Input for this task:
___

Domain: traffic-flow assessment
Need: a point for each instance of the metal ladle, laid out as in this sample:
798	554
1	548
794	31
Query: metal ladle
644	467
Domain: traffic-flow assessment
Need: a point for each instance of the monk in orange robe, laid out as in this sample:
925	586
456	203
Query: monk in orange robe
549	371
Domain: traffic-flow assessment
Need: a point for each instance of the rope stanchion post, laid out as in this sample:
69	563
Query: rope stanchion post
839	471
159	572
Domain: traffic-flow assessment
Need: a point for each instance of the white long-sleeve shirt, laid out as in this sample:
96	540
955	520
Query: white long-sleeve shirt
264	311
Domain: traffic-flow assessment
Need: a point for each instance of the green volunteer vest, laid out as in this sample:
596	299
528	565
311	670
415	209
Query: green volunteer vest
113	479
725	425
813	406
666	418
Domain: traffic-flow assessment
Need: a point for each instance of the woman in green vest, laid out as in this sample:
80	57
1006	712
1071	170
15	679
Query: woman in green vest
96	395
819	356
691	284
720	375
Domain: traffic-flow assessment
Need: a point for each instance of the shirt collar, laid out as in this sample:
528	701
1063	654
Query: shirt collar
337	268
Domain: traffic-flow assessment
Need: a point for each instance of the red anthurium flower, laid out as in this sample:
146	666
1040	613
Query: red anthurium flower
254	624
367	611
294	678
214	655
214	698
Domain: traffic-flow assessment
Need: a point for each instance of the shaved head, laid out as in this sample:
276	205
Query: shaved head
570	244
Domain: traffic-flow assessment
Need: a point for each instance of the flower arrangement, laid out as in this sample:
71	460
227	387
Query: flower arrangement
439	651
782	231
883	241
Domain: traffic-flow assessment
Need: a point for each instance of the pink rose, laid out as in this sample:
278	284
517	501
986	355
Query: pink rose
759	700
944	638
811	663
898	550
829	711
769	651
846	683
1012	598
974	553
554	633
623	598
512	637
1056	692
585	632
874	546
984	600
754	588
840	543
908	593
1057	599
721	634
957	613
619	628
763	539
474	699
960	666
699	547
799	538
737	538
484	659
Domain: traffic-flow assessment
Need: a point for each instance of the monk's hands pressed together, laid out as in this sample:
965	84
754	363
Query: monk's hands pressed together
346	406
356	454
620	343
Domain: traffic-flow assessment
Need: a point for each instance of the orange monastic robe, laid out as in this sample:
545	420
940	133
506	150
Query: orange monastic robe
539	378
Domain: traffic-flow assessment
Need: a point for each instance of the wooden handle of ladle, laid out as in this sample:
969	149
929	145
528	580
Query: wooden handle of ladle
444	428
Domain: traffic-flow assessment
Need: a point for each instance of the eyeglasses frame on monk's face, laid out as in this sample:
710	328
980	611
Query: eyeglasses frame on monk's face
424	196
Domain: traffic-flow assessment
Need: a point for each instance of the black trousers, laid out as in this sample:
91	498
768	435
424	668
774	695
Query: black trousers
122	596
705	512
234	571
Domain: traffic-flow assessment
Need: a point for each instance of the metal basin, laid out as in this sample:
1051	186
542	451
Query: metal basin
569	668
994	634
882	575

___

Stated exercise: Your task is to repeat the data exactly, with nothing left out.

Answer to this exercise:
Domain: traffic-flow assessment
Need: a point for each instance of the metal ladle, laid out as in this sample:
798	554
1	548
794	31
Query: metal ladle
644	467
Domain: traffic-flow assessment
Need: a point for each instance of the monk in orange robe, laid out as in this sample:
925	586
456	203
Query: monk in orange robe
549	371
Domain: traffic-flow assessment
Need: a point for each instance of the rope stanchion post, laid out as in this sample:
69	563
Query: rope stanchion post
839	471
159	572
Domain: traffic-flow assessment
Need: a point for each instance of the white long-sleeve shirt, laid out as in this sample:
96	540
955	520
Query: white long-sleeve shirt
264	311
Domain: traffic-flow assessment
Need: a point for each instance of the green volunteer vest, laid out as in this sample:
596	299
528	565
311	670
415	209
Query: green volunteer vest
113	479
725	425
813	406
666	418
Domain: traffic-flow assessment
Need: a point for each instance of the woman in green vest, laid out as in this sample:
80	57
1006	712
1071	170
15	679
Query: woman in green vest
96	395
819	356
691	284
720	375
Domain: traffic-flow assessment
Need: a point for each instance of the shirt collar, laid out as in this sample:
528	701
1063	654
Query: shirt collar
337	268
Domain: traffic-flow assessment
Need: a point for each instance of the red anthurium flower, laid out as in this sample:
146	666
1040	613
Query: red anthurium flower
254	624
367	611
294	678
214	655
214	698
Domain: traffic-flow assessment
Need: a point for each instance of the shaved head, laid out as in this sample:
276	205
Query: shaved head
570	244
Domain: traffic-flow assessment
Need: a point for each instance of the flower arrangement, laid out as in this sample:
71	460
227	387
Query: flower arrangement
439	651
782	231
883	241
Domain: traffic-flow assessment
Need: a point for each instance of the pink rose, laid out as in this sample:
278	284
517	501
986	355
Query: pink rose
759	700
944	638
811	663
898	550
829	711
769	651
846	683
1012	598
974	553
554	633
623	598
512	637
1056	692
585	632
874	546
984	600
754	588
840	543
908	593
1057	599
721	634
957	613
619	628
763	539
474	699
960	666
699	547
799	538
737	538
484	659
Domain: traffic-flow assessment
Need: a point for each instance of the monk's hands pressed together, laid out as in this sample:
965	84
754	363
Query: monk's hands pressed together
346	406
356	454
620	343
Domain: traffic-flow assessment
Need: a point for each instance of the orange monastic robe, laid out as in this sample:
545	420
940	133
506	150
Query: orange monastic robe
539	378
Domain: traffic-flow assessment
Need: a point for each instance of the wooden handle of ladle, laid out as in this sample:
969	149
929	145
528	580
Query: wooden handle of ladle
444	428
Domain: traffic-flow assessment
Need: a point for each instance of the eyeglasses frame on monk's face, laid out as in this sample:
710	328
980	611
Query: eyeglasses frame on monk's face
424	196
Domain: traffic-flow assessment
Need: a point for each instance of the black trousers, laid out as in this sample:
91	498
768	435
424	668
774	695
Query: black trousers
122	596
705	512
234	571
Domain: traffic-flow assessment
Need: a point for each instance of the metal basin, laid out as in this sample:
1051	186
542	451
Query: metal basin
569	668
994	634
882	575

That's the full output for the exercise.